Collected data

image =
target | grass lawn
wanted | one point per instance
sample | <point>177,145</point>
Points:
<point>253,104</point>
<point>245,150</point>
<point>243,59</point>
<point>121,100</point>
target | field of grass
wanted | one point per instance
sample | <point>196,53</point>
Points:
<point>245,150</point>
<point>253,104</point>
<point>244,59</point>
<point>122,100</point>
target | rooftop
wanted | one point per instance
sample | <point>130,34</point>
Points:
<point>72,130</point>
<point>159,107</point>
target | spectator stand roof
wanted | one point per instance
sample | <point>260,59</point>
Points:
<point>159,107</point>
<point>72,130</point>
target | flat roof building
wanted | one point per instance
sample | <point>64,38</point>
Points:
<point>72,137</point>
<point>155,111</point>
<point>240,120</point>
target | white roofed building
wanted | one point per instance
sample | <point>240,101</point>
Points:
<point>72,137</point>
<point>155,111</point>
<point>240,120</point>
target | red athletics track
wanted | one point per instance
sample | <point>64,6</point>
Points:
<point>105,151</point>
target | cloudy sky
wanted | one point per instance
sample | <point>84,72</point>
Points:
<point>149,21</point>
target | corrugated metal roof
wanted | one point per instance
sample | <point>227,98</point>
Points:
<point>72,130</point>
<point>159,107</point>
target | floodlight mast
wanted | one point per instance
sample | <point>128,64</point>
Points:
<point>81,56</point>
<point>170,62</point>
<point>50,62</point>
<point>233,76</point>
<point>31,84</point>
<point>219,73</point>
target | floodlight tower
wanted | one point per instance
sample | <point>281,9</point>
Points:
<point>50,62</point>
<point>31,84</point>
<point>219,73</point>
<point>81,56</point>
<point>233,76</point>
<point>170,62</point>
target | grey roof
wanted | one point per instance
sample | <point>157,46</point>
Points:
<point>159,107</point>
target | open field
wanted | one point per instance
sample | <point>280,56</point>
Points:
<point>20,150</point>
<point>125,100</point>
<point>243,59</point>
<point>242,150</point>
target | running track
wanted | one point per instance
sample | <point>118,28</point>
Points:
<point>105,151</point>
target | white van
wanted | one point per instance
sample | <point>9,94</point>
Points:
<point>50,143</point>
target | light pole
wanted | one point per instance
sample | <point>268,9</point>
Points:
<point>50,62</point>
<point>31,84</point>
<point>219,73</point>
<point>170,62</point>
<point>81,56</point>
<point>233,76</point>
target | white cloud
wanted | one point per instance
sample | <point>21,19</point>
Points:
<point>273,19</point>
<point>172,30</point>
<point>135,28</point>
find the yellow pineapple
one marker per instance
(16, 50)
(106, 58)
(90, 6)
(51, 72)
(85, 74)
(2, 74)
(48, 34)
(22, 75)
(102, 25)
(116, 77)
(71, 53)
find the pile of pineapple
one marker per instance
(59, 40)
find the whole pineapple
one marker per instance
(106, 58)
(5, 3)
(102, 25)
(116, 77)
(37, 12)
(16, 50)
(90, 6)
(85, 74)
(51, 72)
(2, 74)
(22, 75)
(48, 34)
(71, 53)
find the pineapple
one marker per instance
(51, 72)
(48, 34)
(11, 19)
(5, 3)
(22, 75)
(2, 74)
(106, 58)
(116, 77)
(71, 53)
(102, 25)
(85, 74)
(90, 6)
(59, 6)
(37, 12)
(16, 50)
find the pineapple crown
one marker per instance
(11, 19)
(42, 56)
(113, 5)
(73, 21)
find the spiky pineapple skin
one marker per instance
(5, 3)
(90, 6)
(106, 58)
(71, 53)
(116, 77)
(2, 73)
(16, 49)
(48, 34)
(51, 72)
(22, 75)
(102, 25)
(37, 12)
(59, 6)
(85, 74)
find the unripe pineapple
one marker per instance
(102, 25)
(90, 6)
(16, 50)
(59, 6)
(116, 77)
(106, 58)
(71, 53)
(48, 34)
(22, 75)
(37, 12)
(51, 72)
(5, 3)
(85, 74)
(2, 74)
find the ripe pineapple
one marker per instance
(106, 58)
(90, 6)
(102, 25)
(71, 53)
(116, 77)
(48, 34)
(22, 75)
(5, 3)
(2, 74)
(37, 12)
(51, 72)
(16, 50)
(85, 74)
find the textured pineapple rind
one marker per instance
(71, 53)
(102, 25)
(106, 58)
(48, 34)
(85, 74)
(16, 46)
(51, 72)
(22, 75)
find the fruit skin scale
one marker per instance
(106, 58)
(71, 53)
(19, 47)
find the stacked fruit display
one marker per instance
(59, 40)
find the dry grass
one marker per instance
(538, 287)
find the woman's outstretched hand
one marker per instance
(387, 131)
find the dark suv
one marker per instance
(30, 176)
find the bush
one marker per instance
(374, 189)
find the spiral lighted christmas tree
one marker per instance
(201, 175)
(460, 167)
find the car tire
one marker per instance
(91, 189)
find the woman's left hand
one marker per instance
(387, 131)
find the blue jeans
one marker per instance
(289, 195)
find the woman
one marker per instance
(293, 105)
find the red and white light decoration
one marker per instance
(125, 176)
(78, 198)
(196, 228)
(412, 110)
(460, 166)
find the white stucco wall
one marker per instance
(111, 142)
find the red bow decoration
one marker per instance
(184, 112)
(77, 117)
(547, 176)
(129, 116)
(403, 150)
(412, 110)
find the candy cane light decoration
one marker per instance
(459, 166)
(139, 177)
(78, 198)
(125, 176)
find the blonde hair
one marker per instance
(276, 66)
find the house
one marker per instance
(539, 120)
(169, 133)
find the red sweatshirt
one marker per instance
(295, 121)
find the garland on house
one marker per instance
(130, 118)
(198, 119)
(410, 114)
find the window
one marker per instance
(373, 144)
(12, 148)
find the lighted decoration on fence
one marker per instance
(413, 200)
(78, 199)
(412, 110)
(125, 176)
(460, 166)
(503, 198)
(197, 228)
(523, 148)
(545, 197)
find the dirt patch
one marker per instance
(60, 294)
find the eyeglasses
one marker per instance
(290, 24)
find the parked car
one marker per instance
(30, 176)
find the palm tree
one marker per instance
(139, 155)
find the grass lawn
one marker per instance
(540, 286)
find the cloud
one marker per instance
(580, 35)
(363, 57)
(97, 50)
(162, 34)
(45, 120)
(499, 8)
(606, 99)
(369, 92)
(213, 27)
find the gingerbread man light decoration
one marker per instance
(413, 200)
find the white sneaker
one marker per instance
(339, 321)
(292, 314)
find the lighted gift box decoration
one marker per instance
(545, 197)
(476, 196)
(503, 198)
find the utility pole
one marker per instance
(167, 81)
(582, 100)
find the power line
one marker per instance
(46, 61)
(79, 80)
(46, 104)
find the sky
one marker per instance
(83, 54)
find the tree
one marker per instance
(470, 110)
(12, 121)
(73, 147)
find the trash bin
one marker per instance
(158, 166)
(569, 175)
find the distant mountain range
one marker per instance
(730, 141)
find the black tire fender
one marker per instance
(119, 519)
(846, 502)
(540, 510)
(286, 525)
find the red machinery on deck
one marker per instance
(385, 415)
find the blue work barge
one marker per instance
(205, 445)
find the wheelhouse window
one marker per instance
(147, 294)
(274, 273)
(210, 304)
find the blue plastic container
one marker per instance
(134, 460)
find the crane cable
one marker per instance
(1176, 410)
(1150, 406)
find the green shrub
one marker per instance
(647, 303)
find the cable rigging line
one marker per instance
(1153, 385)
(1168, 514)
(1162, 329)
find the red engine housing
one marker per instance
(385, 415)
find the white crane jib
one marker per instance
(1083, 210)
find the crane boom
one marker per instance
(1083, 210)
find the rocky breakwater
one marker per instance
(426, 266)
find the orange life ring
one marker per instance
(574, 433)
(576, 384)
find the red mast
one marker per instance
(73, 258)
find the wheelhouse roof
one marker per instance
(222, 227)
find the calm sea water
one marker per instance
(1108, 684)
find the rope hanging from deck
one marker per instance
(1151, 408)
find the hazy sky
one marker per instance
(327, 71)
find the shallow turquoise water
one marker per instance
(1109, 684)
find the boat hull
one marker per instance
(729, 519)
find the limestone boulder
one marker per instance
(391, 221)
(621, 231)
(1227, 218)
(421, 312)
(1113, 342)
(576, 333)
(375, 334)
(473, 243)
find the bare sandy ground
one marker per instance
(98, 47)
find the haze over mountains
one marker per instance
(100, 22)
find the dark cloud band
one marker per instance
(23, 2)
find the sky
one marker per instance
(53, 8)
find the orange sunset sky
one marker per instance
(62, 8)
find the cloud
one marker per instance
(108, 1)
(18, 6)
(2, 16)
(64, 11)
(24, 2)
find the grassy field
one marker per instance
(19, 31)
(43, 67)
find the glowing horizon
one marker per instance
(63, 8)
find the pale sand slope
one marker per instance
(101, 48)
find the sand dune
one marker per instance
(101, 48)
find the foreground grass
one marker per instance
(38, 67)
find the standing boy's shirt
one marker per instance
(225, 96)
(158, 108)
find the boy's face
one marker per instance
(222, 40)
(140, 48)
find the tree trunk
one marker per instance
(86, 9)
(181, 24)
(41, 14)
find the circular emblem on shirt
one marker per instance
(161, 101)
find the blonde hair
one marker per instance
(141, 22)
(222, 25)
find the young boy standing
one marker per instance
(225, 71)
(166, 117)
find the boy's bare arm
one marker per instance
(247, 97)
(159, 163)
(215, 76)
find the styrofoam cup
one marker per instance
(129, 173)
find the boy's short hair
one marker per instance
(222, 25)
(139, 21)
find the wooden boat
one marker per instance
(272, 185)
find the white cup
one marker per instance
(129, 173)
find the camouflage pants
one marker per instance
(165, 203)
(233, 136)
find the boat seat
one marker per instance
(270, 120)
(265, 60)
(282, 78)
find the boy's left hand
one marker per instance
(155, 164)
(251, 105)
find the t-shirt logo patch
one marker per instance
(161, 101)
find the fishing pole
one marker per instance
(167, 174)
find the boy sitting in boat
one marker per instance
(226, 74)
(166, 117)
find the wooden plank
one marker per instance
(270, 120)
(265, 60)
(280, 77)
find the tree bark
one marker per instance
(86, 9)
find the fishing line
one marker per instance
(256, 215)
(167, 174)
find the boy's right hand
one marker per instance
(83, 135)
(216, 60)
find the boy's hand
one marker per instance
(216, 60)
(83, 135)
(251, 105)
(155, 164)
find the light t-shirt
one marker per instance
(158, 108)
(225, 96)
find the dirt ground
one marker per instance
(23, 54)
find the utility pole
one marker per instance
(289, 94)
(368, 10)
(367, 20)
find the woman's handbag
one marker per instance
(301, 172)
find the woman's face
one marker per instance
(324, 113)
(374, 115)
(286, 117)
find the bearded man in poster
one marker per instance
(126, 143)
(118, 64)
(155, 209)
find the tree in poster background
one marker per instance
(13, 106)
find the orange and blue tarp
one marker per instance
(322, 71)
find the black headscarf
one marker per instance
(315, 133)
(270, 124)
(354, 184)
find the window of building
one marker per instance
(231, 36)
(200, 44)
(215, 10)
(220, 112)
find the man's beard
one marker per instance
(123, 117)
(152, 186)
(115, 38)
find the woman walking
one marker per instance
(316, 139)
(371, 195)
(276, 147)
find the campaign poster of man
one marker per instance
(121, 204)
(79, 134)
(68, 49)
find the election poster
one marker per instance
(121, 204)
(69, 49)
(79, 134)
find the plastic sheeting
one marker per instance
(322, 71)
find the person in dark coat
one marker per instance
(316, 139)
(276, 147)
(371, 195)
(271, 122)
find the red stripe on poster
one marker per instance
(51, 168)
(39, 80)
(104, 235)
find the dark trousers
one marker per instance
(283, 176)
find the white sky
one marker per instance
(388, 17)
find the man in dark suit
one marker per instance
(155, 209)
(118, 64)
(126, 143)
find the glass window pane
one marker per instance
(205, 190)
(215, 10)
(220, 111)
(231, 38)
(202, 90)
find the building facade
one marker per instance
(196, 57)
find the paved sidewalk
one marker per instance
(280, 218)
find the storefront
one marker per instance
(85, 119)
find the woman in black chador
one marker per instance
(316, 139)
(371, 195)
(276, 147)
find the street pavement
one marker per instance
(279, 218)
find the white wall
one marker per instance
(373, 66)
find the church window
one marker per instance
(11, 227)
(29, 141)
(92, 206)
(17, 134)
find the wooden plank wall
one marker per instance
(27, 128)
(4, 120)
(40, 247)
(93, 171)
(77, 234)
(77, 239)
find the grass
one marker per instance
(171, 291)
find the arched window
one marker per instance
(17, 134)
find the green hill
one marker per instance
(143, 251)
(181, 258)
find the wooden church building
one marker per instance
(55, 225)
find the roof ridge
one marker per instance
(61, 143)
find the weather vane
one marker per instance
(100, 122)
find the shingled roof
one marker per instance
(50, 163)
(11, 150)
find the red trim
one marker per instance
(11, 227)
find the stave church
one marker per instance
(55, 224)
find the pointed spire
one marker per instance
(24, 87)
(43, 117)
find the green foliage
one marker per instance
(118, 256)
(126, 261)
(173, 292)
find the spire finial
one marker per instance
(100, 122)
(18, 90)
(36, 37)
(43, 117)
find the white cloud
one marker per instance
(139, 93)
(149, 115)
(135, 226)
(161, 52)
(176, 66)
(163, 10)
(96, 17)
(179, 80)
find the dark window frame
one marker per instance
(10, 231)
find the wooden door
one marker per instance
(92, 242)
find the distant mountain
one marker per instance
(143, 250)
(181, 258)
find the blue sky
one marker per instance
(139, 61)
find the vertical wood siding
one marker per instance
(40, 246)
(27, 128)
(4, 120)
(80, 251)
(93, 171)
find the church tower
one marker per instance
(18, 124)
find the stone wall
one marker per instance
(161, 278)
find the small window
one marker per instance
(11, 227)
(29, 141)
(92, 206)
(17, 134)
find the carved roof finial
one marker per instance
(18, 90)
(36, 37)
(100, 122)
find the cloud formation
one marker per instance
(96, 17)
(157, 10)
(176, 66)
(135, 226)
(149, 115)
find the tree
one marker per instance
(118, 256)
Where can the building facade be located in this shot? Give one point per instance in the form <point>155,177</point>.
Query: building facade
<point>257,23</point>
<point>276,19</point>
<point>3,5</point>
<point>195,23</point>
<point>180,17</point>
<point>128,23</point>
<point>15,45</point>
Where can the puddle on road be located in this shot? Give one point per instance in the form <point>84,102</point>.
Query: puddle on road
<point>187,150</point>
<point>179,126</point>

» What you will do: Reproduce every line above that contains the string "orange".

» Your response:
find the orange life ring
find the orange sunset sky
find the orange and blue tarp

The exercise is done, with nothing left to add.